● **Aufgaben**
A - Gib den Dokumenttext wieder, beginnend mit "Fünf Tage vor" und fortlaufend bis "an das Publikum.". Tausche darin "Golf-Hotel" gegen "Tagungshotel".
B - Bitte fasse den Dokumenttext in zwei Sätzen zusammen.

● **Dokumenttext**
* * * *

Die Worte kamen flüssig aus dem Mund von Craig Romney. Er sei nach Miami gekommen, über den festen Charakter und die Werte seines Vaters zu berichten. Er sei überzeugt, dass dieser "un presidente excelente" wäre, sagte Craig Romney in makellosem Spanisch, und dass dieser Amerika wieder zu alter Stärke führen werde. Die Sätze des 30-Jährigen, der einige Jahre in Chile für die Mormonen missioniert hat, lösten einen Jubelsturm unter den Besuchern des "Hispanic Leadership Network" aus.
Fünf Tage vor der Vorwahl in Florida hatten sich republikanische Politiker, Funktionäre und Strategen in einem noblen Golf-Hotel versammelt, um zu beratschlagen, wie sie ihre beiden großen Ziele erreichen können: Den Einfluss der spanisch-sprechenden Amerikaner zu erhöhen - und Barack Obama aus dem Weißen Haus zu jagen. Eine Stunde vor Romney hatte dessen Konkurrent Newt Gingrich eine Rede gehalten, doch wie schon bei der letzten TV-Debatte ging der 64-jährige Romney als Sieger aus dem Duell hervor. Nachdem Craigs kleiner Sohn Porter fröhlich "Holá" ins Mikro gekräht hatte, wandte sich Ann Romney an das Publikum.

* * * *

● **Liste der Einträge**
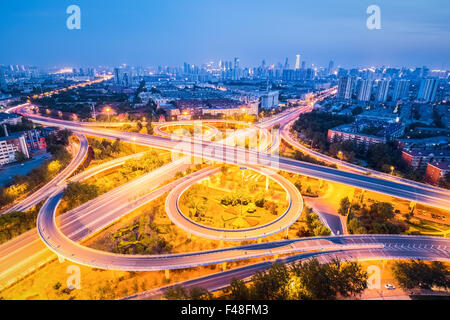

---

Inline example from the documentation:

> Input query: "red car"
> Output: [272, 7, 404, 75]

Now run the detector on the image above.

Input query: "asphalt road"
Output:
[166, 166, 303, 241]
[18, 110, 450, 210]
[1, 134, 89, 214]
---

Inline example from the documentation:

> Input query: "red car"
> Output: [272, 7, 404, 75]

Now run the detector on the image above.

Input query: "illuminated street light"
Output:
[105, 107, 111, 127]
[131, 137, 136, 153]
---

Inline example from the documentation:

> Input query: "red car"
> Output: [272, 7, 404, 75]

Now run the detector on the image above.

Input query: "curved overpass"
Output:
[153, 122, 219, 140]
[280, 119, 449, 194]
[37, 184, 450, 271]
[16, 110, 450, 210]
[166, 166, 303, 241]
[1, 133, 89, 214]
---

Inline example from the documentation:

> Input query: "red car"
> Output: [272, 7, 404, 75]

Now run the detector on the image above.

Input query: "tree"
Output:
[439, 172, 450, 189]
[189, 287, 213, 300]
[250, 263, 289, 300]
[228, 278, 250, 300]
[291, 258, 367, 300]
[392, 260, 450, 290]
[338, 197, 351, 216]
[164, 285, 189, 300]
[14, 151, 27, 163]
[63, 181, 99, 210]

* * * *

● **Antworten in Reihenfolge**
A -
Fünf Tage vor der Vorwahl in Florida hatten sich republikanische Politiker, Funktionäre und Strategen in einem noblen Tagungshotel versammelt, um zu beratschlagen, wie sie ihre beiden großen Ziele erreichen können: Den Einfluss der spanisch-sprechenden Amerikaner zu erhöhen - und Barack Obama aus dem Weißen Haus zu jagen. Eine Stunde vor Romney hatte dessen Konkurrent Newt Gingrich eine Rede gehalten, doch wie schon bei der letzten TV-Debatte ging der 64-jährige Romney als Sieger aus dem Duell hervor. Nachdem Craigs kleiner Sohn Porter fröhlich "Holá" ins Mikro gekräht hatte, wandte sich Ann Romney an das Publikum.

B - Craig Romney warb in Miami vor den Besuchern des "Hispanic Leadership Network" in makellosem Spanisch für seinen Vater und löste damit einen Jubelsturm aus. Bei dem Treffen fünf Tage vor der Vorwahl in Florida berieten republikanische Politiker, Funktionäre und Strategen, wie sie den Einfluss der spanischsprachigen Amerikaner erhöhen und Barack Obama aus dem Weißen Haus jagen können, und Romney ging wie schon bei der letzten TV-Debatte als Sieger aus dem Duell mit Newt Gingrich hervor.